Simply nothing can stop the Huntington High School drama club, not even the COVID-19 pandemic. The group is set to present “The Diary of Anne Frank” in a virtual format.
Click on this link https://youtu.be/L0Ntyqonm0c to view the play. Auditions and rehearsals have been ongoing for many weeks. Everyone associated with the production is proud of the final product.
The cast includes Katherine Eichenberger (Otto Frank), Giada LoPorto (Anne Frank), Grace Allen (Edith Frank), Ariana James (Margot Frank), David Canas Granados (Peter Van Daan), Sarah Biernacki (Mrs. Van Daan), Ryan Aguirre (Mr. Van Daan), Lily Tierney (Jan Dussel), Lainey Carney (Mr. Kraler), Charlotte Simon (Miep Gies), Delia Caruso (officer), Landry Flynn (officer), Genesis Acevedo (officer) and Layna Abraham (narrator/stage directions.) Drew Spina is the student director of the play.

(Extracted data entries)

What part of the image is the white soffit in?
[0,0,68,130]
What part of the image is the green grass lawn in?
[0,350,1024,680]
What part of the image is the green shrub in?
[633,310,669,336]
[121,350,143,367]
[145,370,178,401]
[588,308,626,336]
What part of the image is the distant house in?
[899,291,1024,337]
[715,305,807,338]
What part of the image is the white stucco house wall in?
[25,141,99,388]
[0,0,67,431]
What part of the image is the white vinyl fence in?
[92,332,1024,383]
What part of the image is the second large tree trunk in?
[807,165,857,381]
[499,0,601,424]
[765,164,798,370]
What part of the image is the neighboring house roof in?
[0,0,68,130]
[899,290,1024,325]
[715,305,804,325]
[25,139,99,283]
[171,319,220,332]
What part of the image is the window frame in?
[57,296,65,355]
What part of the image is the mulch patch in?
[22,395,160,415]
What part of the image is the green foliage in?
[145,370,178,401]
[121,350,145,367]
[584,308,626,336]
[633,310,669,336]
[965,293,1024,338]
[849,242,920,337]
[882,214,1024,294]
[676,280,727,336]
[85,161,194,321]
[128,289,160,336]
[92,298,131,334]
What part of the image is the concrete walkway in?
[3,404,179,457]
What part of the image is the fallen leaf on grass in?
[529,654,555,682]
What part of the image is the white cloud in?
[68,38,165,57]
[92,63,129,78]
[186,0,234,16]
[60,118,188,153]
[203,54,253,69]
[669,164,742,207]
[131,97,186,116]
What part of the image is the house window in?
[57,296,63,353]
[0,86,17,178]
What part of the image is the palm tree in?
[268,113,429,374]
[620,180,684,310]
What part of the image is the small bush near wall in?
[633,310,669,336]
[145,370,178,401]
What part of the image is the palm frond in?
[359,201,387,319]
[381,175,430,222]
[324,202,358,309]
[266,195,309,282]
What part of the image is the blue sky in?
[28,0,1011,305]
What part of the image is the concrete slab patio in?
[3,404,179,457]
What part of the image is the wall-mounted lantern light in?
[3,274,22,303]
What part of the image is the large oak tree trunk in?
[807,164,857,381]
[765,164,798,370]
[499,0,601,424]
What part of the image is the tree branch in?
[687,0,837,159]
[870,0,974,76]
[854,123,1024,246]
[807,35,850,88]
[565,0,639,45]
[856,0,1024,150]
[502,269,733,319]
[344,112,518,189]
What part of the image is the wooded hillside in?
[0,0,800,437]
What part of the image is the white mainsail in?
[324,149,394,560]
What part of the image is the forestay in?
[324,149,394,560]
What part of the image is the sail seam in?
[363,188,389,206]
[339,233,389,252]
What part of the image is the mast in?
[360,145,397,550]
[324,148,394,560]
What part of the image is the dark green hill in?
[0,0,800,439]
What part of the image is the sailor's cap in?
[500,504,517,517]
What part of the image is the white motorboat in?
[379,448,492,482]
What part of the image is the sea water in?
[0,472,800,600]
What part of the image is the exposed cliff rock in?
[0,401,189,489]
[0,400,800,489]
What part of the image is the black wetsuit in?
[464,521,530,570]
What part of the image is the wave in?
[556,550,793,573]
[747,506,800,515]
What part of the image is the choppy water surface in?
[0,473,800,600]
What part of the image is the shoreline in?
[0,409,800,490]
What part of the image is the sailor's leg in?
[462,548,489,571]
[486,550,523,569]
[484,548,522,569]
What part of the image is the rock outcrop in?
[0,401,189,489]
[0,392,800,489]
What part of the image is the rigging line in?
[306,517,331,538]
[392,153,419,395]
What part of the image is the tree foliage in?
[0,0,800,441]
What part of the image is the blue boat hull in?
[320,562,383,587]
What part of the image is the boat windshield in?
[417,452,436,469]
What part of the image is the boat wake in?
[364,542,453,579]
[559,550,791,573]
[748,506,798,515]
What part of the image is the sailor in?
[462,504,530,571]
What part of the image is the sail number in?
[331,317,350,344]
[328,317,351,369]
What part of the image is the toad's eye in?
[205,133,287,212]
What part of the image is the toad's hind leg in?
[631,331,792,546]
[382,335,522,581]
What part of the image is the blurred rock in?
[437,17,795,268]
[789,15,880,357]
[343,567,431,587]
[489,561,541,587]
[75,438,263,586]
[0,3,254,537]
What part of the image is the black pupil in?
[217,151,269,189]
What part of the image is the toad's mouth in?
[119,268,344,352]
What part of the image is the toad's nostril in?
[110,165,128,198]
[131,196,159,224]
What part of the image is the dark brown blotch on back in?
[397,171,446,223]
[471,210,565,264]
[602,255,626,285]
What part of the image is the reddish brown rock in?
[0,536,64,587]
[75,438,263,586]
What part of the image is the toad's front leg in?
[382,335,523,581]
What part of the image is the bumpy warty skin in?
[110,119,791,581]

Activity list:
1: In one to three sentences, explain what the drama club announcement suggests about why the club's production of "The Diary of Anne Frank" is being presented in a virtual format.
2: Pick up the drama club announcement after its final sentence and continue it.

Task responses:
1: The announcement says that nothing can stop the Huntington High School drama club, not even the COVID-19 pandemic. It presents the virtual format as the way the club is going ahead with "The Diary of Anne Frank" despite the pandemic.

2:
Ms. Frank was born in Germany, but moved to Amsterdam in the Netherlands when the Nazis rose to power in 1933. During the Nazi occupation of the Netherlands, she hid in a “secret annex” with Edith, her mother, Otto, her father and Margot, her sister from July 1942 until their arrest by the Gestapo (German secret police) in August 1944. It is still not known who betrayed the family or why.
Given a diary for her thirteenth birthday, Ms. Frank conscientiously kept it throughout her time in hiding. Some of it survived World War II and became a worldwide best-seller when it was published.
The family was eventually separated and different concentration and death camps and three of four members were murdered by the Nazis. Anne Frank and her sister both died after being stricken by typhus/typhoid fever brought on by overwork, malnutrition and filthy and inhuman conditions at the Bergen-Belsen concentration camp in northern Germany, where they were both buried in mass graves. Edith Frank was killed at the Auschwitz death camp in occupied Poland. Only Otto Frank survived Auschwitz and the war.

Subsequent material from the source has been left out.